### EXERCISE AIM
Copy out all of the material exactly as presented.
** start SUPPLIED MATERIAL **
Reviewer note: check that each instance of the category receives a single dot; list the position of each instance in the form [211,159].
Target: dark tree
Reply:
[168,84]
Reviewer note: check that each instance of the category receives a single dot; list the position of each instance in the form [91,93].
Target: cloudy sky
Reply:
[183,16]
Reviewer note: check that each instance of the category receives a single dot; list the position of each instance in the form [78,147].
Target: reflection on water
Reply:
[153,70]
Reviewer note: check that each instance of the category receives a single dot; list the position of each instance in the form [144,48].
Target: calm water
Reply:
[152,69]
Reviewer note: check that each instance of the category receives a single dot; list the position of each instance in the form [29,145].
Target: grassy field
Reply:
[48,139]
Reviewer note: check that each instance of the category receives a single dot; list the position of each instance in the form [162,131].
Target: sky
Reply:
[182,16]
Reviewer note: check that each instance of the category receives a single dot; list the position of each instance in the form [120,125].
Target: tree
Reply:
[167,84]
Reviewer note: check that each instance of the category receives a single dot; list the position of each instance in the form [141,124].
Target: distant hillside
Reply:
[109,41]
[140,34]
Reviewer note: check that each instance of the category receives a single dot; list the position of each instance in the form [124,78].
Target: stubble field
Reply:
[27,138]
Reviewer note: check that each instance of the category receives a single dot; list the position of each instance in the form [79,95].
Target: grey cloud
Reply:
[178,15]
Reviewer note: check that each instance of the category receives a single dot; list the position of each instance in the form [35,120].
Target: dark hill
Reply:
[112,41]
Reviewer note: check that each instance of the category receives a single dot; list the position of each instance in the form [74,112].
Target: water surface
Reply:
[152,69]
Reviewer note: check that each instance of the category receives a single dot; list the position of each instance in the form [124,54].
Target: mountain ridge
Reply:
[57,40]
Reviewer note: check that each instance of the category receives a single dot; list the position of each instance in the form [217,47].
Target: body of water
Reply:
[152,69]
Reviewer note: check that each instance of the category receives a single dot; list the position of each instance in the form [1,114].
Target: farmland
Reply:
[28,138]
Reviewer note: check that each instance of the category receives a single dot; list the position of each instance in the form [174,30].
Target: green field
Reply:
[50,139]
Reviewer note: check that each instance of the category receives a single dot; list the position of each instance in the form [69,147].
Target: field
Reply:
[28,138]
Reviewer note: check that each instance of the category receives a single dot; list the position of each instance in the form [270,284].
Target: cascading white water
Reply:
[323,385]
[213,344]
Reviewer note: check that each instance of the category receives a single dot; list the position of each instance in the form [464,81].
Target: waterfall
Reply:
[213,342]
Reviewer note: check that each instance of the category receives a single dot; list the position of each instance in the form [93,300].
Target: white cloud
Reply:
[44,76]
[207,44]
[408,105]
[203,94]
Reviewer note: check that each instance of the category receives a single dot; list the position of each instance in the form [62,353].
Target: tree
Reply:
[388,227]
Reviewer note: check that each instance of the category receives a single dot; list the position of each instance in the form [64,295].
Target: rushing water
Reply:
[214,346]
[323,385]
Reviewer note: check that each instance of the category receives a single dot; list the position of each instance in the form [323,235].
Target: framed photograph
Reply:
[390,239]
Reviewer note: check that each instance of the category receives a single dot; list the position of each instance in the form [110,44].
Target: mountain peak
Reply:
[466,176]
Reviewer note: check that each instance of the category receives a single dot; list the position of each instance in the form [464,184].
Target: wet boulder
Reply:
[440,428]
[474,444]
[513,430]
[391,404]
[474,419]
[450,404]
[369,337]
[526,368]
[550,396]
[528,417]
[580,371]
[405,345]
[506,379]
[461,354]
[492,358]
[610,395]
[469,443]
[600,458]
** end SUPPLIED MATERIAL **
### REPLY
Reviewer note: check that each instance of the category receives a single dot; list the position of each instance in the form [211,159].
Target: dark tree
Reply:
[168,84]
Reviewer note: check that each instance of the category receives a single dot; list the position of each instance in the form [91,93].
Target: cloudy sky
Reply:
[183,16]
Reviewer note: check that each instance of the category receives a single dot; list the position of each instance in the form [78,147].
Target: reflection on water
Reply:
[153,70]
Reviewer note: check that each instance of the category receives a single dot; list the position of each instance in the form [144,48].
Target: calm water
Reply:
[152,69]
Reviewer note: check that each instance of the category receives a single dot; list the position of each instance in the form [29,145].
Target: grassy field
Reply:
[48,139]
Reviewer note: check that each instance of the category receives a single dot; list the position of each instance in the form [162,131].
Target: sky
Reply:
[182,16]
Reviewer note: check that each instance of the category receives a single dot; list the position of each instance in the form [120,125].
Target: tree
Reply:
[167,84]
Reviewer note: check that each instance of the category receives a single dot; list the position of each instance in the form [141,124].
Target: distant hillside
Reply:
[109,41]
[140,34]
Reviewer note: check that each instance of the category receives a single dot; list the position of each instance in the form [124,78].
Target: stubble field
Reply:
[27,138]
Reviewer note: check that each instance of the category receives a single dot; list the position of each instance in the form [79,95].
Target: grey cloud
Reply:
[178,15]
Reviewer note: check that each instance of the category receives a single dot; list the position of each instance in the form [35,120].
Target: dark hill
Reply:
[112,41]
Reviewer note: check that each instance of the category receives a single dot; list the position of each instance in the form [74,112].
Target: water surface
Reply:
[152,69]
Reviewer note: check that each instance of the category receives a single dot; list the position of each instance in the form [124,54].
Target: mountain ridge
Reply:
[57,40]
Reviewer note: check that each instance of the category receives a single dot; list the position of each instance in the form [217,47].
Target: body of water
Reply:
[152,69]
Reviewer note: check that each instance of the category receives a single dot; list the position of each instance in the form [1,114].
Target: farmland
Reply:
[28,138]
Reviewer note: check that each instance of the category receives a single dot; list the position of each instance in the form [174,30].
Target: green field
Reply:
[50,139]
Reviewer note: check that each instance of the category receives a single dot; list the position of each instance in the form [69,147].
Target: field
Reply:
[28,138]
Reviewer note: check that each instance of the category receives a single dot; list the position of each instance in the form [270,284].
Target: cascading white water
Reply:
[323,385]
[213,344]
Reviewer note: check that each instance of the category receives a single dot; list the position of each instance in the form [464,81].
Target: waterfall
Reply:
[213,342]
Reviewer note: check that each instance of the category receives a single dot; list the position of each instance in the form [93,300].
Target: white cloud
Reply:
[44,76]
[207,44]
[408,105]
[203,94]
Reviewer note: check that each instance of the category receives a single dot; list the position of each instance in the form [62,353].
Target: tree
Reply:
[388,227]
Reviewer note: check that each instance of the category receives a single dot; list the position of each instance in the form [64,295].
Target: rushing water
Reply:
[214,346]
[323,385]
Reviewer note: check that each instance of the category receives a single dot; list the position of each instance in the form [323,235].
Target: framed photograph
Reply:
[390,239]
Reviewer note: check that each instance of the category receives a single dot; list the position of each instance in the form [110,44].
Target: mountain peak
Reply:
[466,176]
Reviewer note: check that each instance of the category receives a single dot; list the position of each instance in the form [464,184].
Target: wet boulder
Reply:
[440,428]
[474,444]
[513,430]
[391,404]
[474,419]
[450,404]
[369,337]
[526,368]
[550,396]
[528,417]
[580,371]
[405,345]
[506,379]
[461,354]
[492,358]
[610,395]
[469,443]
[600,458]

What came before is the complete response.